-------- EXCERPTED RECORDS --------

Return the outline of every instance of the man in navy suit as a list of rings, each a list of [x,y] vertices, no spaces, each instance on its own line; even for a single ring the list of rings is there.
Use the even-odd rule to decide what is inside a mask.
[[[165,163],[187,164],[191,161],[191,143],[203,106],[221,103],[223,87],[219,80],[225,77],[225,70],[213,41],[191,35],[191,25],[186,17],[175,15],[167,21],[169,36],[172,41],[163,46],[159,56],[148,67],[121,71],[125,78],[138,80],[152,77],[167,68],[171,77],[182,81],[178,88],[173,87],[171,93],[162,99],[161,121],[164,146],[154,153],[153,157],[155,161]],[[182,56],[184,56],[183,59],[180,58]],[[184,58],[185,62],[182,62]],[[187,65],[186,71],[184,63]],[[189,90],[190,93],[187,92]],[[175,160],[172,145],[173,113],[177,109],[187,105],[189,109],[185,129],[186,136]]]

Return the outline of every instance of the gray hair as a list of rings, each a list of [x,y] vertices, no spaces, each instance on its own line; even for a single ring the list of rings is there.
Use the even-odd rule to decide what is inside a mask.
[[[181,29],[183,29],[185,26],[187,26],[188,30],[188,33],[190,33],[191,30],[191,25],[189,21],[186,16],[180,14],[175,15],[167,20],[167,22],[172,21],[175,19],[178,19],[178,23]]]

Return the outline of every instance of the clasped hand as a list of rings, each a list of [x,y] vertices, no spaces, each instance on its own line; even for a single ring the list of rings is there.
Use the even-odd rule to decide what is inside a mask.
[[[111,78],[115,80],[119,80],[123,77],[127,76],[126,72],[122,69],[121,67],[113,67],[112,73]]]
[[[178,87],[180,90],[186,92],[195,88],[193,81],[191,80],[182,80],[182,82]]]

--------

## SET EXERCISE
Rewrite the lines above as a numbered list, leaving out the blank lines.

## TASK RESULT
1. Return the outline of every instance of the man in navy suit as a list of rings, each a list of [x,y] vertices, no spaces, each instance on its own line; even for a single ring the list of rings is there.
2. Use the even-odd rule to decide what is inside a mask.
3. [[[165,163],[187,164],[191,161],[191,143],[203,106],[221,103],[223,87],[219,80],[225,77],[225,70],[213,41],[191,35],[191,25],[186,17],[175,15],[167,21],[169,36],[172,41],[163,46],[159,56],[148,67],[121,71],[125,78],[138,80],[152,77],[167,68],[171,77],[182,81],[178,88],[173,87],[171,93],[162,99],[161,121],[164,146],[154,153],[153,157],[155,161]],[[182,56],[184,56],[183,59],[180,58]],[[184,58],[185,62],[182,62]],[[187,65],[186,71],[184,63]],[[189,90],[190,93],[187,92]],[[175,160],[172,145],[173,113],[177,109],[187,105],[189,109],[185,129],[186,136]]]
4. Return the outline of every instance of the gray hair as a list of rings, each a list of [x,y] vertices, no spaces, each instance on its own line; even for a single ring the list of rings is there.
5. Use the even-odd rule to decide what is inside a mask.
6. [[[181,29],[183,29],[185,26],[187,26],[188,30],[188,33],[190,33],[191,30],[191,25],[189,21],[186,16],[180,14],[175,15],[167,20],[167,22],[172,21],[175,19],[178,19],[178,23]]]
7. Return the outline of every instance of the clasped hand as a list of rings, each a list of [x,y] vertices, no spaces, each instance on its own line; even for a single ring the list of rings is there.
8. Use the even-odd rule to decide what is inside a mask.
9. [[[111,78],[115,80],[119,80],[123,77],[127,76],[126,72],[122,69],[121,67],[113,67],[112,73]]]
10. [[[178,87],[180,90],[186,92],[195,88],[193,81],[191,80],[182,80],[182,82]]]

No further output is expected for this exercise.